Opdrachten bij oefening:
1/ Klopt elk van de beweringen (a), (b) en (c) volgens de tekst over de WAO-zaak? Antwoord per bewering met ja of nee en citeer letterlijk de woorden uit de tekst die de doorslag geven.
(a) De rechtbank Roermond deed uitspraak op 1 mei 2003.
(b) Het Uwv nam zijn besluit op 24 juni 2003.
(c) Volgens het besluit was appellante meer dan 15% arbeidsongeschikt.
2/ Beantwoord met de tekst over de WAO-zaak deze drie vragen:
(a) Voor welke wet staat de afkorting WAO?
(b) Op welke datum deed de Centrale Raad van Beroep uitspraak?
(c) Welke rechtbank had het besluit van het Uwv bevestigd?
3/ Pak de tekst over de WAO-zaak op na de laatste zin en schrijf hem verder.

Gegeven tekst:
------------------------------------------------------------------------
ECLI:NL:CRVB:2006:AY5354
Centrale Raad van Beroep
- Hoger beroep
- D.J. van der Vos
- J.W. Schuttel
- R.C. Stam
- Rechtspraak.nl
Weigering van WAO-uitkering en geschiktheid voor geselecteerde functies
In deze zaak gaat het om het hoger beroep van appellante tegen de uitspraak van de rechtbank Roermond van 1 mei 2003, waarin de rechtbank het besluit van het Uitvoeringsinstituut werknemersverzekeringen (Uwv) heeft bevestigd. Dit besluit, genomen op 24 juni 2002, hield in dat appellante geen recht had op een arbeidsongeschiktheidsuitkering op grond van de Wet op de arbeidsongeschiktheidsverzekering (WAO) omdat zij minder dan 15% arbeidsongeschikt zou zijn. De Centrale Raad van Beroep heeft op 28 juli 2006 uitspraak gedaan in deze zaak.
------------------------------------------------------------------------
Aangeleverde gegevens:
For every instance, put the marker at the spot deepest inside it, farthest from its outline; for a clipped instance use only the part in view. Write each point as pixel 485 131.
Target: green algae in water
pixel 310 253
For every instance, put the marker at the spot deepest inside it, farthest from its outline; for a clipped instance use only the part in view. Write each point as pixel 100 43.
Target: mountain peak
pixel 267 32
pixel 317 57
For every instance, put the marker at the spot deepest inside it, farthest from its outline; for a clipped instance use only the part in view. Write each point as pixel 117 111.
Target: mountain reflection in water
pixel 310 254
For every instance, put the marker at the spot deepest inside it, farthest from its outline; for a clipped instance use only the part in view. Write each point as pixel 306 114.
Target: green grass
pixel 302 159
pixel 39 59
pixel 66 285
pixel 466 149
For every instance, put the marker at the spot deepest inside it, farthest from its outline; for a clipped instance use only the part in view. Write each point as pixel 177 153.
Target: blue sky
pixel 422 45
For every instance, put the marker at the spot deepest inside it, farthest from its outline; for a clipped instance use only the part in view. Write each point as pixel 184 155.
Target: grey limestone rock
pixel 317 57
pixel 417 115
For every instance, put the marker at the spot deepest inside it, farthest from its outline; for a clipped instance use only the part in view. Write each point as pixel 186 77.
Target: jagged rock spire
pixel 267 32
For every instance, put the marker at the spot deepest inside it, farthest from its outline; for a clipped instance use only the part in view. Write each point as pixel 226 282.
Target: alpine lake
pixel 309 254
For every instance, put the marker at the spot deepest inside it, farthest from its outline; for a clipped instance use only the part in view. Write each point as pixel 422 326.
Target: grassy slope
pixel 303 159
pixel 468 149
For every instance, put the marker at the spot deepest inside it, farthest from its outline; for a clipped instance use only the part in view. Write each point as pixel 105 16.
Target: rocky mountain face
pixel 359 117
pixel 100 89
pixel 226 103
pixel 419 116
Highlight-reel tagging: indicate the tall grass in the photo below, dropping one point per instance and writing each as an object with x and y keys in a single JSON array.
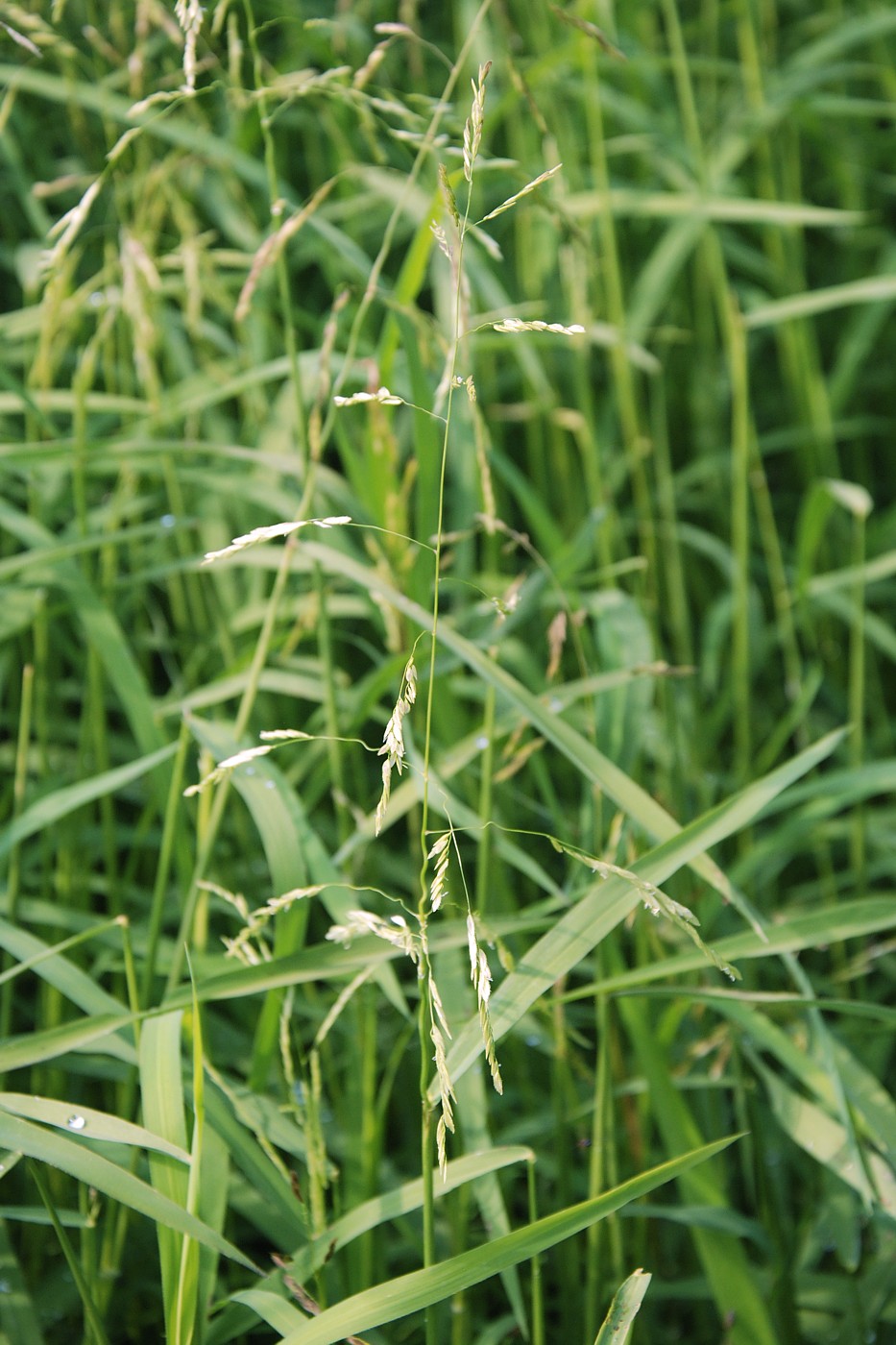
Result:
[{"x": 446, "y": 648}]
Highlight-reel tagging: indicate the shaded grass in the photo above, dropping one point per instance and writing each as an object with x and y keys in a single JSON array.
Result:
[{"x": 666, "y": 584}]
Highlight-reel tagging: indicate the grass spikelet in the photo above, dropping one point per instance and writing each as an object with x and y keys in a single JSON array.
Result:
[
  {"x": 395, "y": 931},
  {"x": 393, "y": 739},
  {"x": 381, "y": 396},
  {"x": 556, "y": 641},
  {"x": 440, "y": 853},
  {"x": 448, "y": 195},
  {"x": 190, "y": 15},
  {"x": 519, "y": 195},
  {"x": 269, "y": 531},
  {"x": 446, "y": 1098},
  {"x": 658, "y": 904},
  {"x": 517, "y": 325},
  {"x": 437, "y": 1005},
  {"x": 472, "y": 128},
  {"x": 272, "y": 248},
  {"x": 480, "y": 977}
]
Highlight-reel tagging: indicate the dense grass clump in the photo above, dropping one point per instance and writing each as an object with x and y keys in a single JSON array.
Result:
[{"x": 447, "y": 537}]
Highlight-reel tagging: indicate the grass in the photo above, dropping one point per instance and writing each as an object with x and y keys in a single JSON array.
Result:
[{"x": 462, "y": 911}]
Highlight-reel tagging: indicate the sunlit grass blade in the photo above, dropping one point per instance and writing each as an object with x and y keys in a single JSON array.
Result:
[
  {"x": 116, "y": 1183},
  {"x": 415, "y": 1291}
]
------------------------------------------------------------------------
Antwoorden:
1/
(a) Ja: "de uitspraak van de rechtbank Roermond van 1 mei 2003"
(b) Nee: "Dit besluit, genomen op 24 juni 2002"
(c) Nee: "omdat zij minder dan 15% arbeidsongeschikt zou zijn"

2/
(a) De Wet op de arbeidsongeschiktheidsverzekering
(b) 28 juli 2006
(c) De rechtbank Roermond

3/
Appellante heeft in hoger beroep aangevoerd dat haar medische beperkingen zijn onderschat. De Raad heeft de feiten zoals vastgesteld door de rechtbank als uitgangspunt genomen. De Raad heeft vastgesteld dat appellante is onderzocht door de zenuwarts dr. H.L.S.M. Busard, die een rapport heeft opgesteld. De bezwaarverzekeringsarts van het Uwv heeft echter in zijn commentaar op het rapport van Busard aangegeven dat de door hem gestelde zwaardere arbeidsbeperkingen niet zijn gerelateerd aan de diagnose van fibromyalgie, maar aan de persoonlijke situatie van appellante.
De Raad heeft de argumenten van appellante in hoger beroep niet overtuigend geacht en heeft de conclusie van de bezwaarverzekeringsarts gevolgd. De Raad heeft geen aanleiding gezien om het bestreden besluit onrechtmatig te verklaren en heeft de aangevallen uitspraak bevestigd. De Raad heeft ook geen proceskostenveroordeling opgelegd, wat betekent dat de kosten voor de procedure niet door een van de partijen hoeven te worden vergoed.